◆ Given exercise
Below are some records; return each one exactly.

Records
==========
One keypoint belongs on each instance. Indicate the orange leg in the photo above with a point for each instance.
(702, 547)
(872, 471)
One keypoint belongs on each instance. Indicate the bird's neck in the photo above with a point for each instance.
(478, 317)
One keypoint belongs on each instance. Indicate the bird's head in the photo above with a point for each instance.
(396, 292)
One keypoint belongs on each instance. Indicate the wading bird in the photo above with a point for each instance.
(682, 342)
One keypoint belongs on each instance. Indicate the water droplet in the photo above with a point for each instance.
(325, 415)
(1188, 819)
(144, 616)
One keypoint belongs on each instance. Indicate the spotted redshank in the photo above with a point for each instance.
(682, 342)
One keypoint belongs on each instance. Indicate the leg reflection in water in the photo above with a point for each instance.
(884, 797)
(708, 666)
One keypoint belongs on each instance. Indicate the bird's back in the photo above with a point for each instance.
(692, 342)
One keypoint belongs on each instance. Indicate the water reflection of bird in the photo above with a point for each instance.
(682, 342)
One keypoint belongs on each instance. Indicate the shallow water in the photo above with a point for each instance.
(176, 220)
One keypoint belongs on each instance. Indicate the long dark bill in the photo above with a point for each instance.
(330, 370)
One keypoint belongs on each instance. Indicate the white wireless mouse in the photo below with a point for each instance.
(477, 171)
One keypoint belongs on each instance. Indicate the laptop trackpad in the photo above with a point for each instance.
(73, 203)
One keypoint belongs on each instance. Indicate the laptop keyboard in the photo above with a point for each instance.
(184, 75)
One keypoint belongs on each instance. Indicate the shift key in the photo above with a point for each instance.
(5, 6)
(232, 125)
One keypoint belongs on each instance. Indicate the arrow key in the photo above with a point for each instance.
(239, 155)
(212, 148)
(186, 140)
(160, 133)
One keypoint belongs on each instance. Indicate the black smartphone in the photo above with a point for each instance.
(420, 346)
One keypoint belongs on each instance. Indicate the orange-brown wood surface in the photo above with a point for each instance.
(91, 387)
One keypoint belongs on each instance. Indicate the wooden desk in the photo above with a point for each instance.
==========
◆ Answer for the task
One keypoint belongs on each instance. Indicate the orange leg in the photo above with a point for each instance.
(702, 547)
(872, 471)
One keypoint belongs on each instance. Indicate the bird's neck in the photo above with a point for each instance.
(478, 317)
One keypoint belongs on each instance. Indicate the bird's head in the photo above with a point for each instance.
(396, 292)
One keypoint belongs on each instance. Indicate the wading bird in the photo above with a point for each instance.
(682, 342)
One keypoint belongs on each instance. Indicate the water droplet in the photo above with a point for each instance.
(325, 415)
(1188, 819)
(144, 616)
One keypoint belongs on each instance. Indicate the spotted redshank in the photo above with a point for each instance.
(682, 342)
One keypoint belongs on each instance. Indicate the leg reflection in water in the photo above with a point for each instance.
(884, 797)
(708, 666)
One keypoint belongs on each instance. Indicate the bird's back in the photo above with a point for each instance.
(692, 342)
One keypoint belongs on each instance. Indicate the water reflection of bird in the photo above with a point for each instance.
(682, 342)
One keypoint belongs on each instance. Indicate the shallow water in the photo above with a point for each instance.
(176, 220)
One keypoint belongs on each instance. Indicate the long dark bill in the photo above with a point for each instance.
(330, 370)
One keypoint belongs on each instance. Indicate the white wireless mouse in the photo below with a point for each instance.
(477, 171)
One keypoint belongs on each instance. Indicate the laptop trackpad in the photo above with a point for each instance.
(73, 203)
One keypoint belongs on each instance. Indicate the laptop keyboard in the photo above with a point for each instance.
(184, 75)
One keypoint belongs on each instance. Indicate the shift key in the photo above with a point for each instance.
(5, 6)
(232, 125)
One keypoint belongs on each instance. Indicate the arrow key in the photo above with a point for each instance.
(239, 155)
(212, 148)
(186, 140)
(160, 133)
One keypoint belongs on each instance. Indicate the black smartphone in the photo above with a point for each instance.
(420, 346)
One keypoint belongs on each instance. Indicate the orange-brown wood surface in the photo above with a point for each instance.
(91, 387)
One keypoint belongs on each instance. Indicate the wooden desk in the photo above with a point for each instance.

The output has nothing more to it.